-------- MATERIAL SHOWN
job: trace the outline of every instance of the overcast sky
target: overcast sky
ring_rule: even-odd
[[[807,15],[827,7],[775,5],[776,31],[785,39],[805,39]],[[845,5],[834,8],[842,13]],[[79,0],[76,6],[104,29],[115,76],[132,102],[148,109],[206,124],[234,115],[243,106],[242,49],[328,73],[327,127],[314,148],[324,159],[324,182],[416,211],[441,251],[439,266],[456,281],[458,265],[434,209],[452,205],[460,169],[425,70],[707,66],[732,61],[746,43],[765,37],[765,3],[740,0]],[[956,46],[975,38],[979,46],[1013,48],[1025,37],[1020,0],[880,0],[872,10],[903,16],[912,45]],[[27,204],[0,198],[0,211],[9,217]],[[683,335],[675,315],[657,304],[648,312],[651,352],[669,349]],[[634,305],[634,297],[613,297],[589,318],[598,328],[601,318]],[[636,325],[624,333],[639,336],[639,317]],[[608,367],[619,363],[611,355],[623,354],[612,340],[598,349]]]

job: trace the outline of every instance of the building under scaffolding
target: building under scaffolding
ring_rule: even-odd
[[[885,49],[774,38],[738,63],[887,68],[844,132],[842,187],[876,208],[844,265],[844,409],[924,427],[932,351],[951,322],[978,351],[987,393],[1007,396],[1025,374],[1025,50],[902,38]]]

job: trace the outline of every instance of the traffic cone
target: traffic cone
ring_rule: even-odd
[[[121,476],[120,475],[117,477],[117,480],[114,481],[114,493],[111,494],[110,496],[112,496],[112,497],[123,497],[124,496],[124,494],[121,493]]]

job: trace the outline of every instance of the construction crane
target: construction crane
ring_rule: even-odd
----------------
▸ WHAT IS NEEDED
All of the data above must be repeated exactly.

▸ ANSWER
job: trace the outline of every instance of the overcast sky
target: overcast sky
ring_rule: even-odd
[[[807,15],[827,7],[775,5],[776,31],[785,39],[805,39]],[[845,5],[834,8],[842,13]],[[79,0],[76,6],[104,29],[115,76],[132,102],[148,109],[206,124],[234,115],[243,106],[242,49],[328,73],[327,127],[314,148],[324,159],[324,182],[416,211],[441,251],[439,266],[456,281],[458,265],[434,209],[452,205],[460,169],[425,70],[707,66],[732,61],[746,43],[765,37],[765,3],[740,0]],[[956,46],[975,38],[979,46],[1013,48],[1025,37],[1020,0],[880,0],[872,10],[903,16],[912,45]],[[27,204],[0,198],[0,211],[9,217]],[[683,335],[675,315],[657,304],[648,312],[651,352],[669,349]],[[634,305],[634,297],[613,297],[589,318],[598,328],[601,318]],[[636,325],[624,333],[639,336],[639,317]],[[608,367],[619,363],[611,355],[623,354],[612,340],[598,349]]]

job: trace the outline of every instance of the building under scaffolding
target: building under scaffolding
ring_rule: even-odd
[[[885,49],[774,38],[738,63],[887,68],[844,132],[842,187],[876,208],[844,265],[844,409],[924,427],[932,351],[951,322],[978,351],[987,393],[1007,396],[1025,374],[1025,50],[902,38]]]

job: trace the outline of every instance of the traffic cone
target: traffic cone
ring_rule: even-odd
[[[121,476],[120,475],[117,477],[117,480],[114,481],[114,493],[111,494],[110,496],[112,496],[112,497],[123,497],[124,496],[124,494],[121,493]]]

job: trace the outline of every instance of the construction crane
target: construction crane
ring_rule: even-odd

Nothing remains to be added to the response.